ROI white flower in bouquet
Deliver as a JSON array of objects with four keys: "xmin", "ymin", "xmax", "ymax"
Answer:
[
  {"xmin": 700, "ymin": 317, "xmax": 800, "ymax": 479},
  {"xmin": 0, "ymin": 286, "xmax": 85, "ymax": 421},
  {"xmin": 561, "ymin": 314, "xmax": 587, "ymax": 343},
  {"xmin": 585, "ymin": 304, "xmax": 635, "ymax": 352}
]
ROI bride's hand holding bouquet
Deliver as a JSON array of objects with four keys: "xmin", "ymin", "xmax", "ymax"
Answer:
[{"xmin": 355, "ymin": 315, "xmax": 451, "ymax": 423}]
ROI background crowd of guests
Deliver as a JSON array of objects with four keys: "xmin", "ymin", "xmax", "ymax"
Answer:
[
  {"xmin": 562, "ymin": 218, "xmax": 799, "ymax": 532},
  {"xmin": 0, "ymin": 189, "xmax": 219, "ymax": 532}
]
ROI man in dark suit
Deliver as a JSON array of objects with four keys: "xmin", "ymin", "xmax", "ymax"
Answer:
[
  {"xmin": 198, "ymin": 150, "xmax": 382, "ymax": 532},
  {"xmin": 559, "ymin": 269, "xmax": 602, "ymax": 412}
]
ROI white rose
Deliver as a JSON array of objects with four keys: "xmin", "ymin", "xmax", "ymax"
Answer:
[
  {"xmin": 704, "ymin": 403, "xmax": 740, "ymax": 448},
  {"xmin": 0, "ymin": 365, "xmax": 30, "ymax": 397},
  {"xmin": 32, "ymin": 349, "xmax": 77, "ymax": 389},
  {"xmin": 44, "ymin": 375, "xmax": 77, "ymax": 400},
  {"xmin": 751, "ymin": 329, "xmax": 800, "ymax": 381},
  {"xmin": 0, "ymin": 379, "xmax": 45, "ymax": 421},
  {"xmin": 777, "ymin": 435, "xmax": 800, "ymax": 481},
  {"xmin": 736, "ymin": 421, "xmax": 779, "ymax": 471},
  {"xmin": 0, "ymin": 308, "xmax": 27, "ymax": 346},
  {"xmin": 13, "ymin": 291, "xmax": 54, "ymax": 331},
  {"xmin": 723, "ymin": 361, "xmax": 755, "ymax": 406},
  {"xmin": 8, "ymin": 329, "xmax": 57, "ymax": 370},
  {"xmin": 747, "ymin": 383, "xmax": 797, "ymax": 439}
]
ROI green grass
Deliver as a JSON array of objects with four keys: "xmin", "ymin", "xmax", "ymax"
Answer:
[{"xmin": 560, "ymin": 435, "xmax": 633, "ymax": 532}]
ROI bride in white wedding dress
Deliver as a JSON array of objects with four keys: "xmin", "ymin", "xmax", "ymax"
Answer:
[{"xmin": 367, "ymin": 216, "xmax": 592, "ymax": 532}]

(Problem):
Set out the records again, exactly as they appear above.

(Problem solution):
ROI white flower in bouquet
Deliver as a JSON array of objects with four keys: "xmin", "ymin", "xmax", "ymax"
Answer:
[
  {"xmin": 700, "ymin": 317, "xmax": 800, "ymax": 479},
  {"xmin": 0, "ymin": 286, "xmax": 85, "ymax": 421},
  {"xmin": 561, "ymin": 314, "xmax": 587, "ymax": 343},
  {"xmin": 585, "ymin": 304, "xmax": 635, "ymax": 352}
]
ROI bride's hand holding bouquet
Deliver as a JSON array of objects with four keys: "xmin", "ymin", "xmax", "ymax"
Answer:
[{"xmin": 355, "ymin": 315, "xmax": 451, "ymax": 423}]
ROI background crowd of guests
Deliver as a JSON array of objects with four keys: "xmin", "ymin", "xmax", "ymax"
Answer:
[
  {"xmin": 562, "ymin": 218, "xmax": 799, "ymax": 532},
  {"xmin": 0, "ymin": 189, "xmax": 219, "ymax": 532}
]
ROI man in dark suit
Deliver as a JSON array of objects with four keys: "xmin", "ymin", "xmax", "ymax"
Answer:
[
  {"xmin": 198, "ymin": 150, "xmax": 382, "ymax": 532},
  {"xmin": 559, "ymin": 269, "xmax": 602, "ymax": 412}
]
ROI white rose
Deliver as a JSON array of objects with four keys: "xmin", "ymin", "xmax", "ymax"
Answer:
[
  {"xmin": 704, "ymin": 403, "xmax": 740, "ymax": 448},
  {"xmin": 0, "ymin": 365, "xmax": 30, "ymax": 397},
  {"xmin": 32, "ymin": 349, "xmax": 77, "ymax": 389},
  {"xmin": 44, "ymin": 375, "xmax": 77, "ymax": 400},
  {"xmin": 751, "ymin": 329, "xmax": 800, "ymax": 381},
  {"xmin": 0, "ymin": 379, "xmax": 45, "ymax": 421},
  {"xmin": 777, "ymin": 435, "xmax": 800, "ymax": 481},
  {"xmin": 736, "ymin": 421, "xmax": 779, "ymax": 471},
  {"xmin": 0, "ymin": 308, "xmax": 27, "ymax": 346},
  {"xmin": 13, "ymin": 291, "xmax": 54, "ymax": 331},
  {"xmin": 723, "ymin": 361, "xmax": 755, "ymax": 406},
  {"xmin": 8, "ymin": 329, "xmax": 57, "ymax": 370},
  {"xmin": 747, "ymin": 383, "xmax": 797, "ymax": 439}
]
ROI green grass
Deliver as a JSON array of objects with four keys: "xmin", "ymin", "xmax", "ymax"
Answer:
[{"xmin": 560, "ymin": 435, "xmax": 633, "ymax": 532}]
ROI bride in white wedding dress
Deliver as a JSON array of objects with four keys: "xmin", "ymin", "xmax", "ymax"
Answer:
[{"xmin": 367, "ymin": 216, "xmax": 592, "ymax": 532}]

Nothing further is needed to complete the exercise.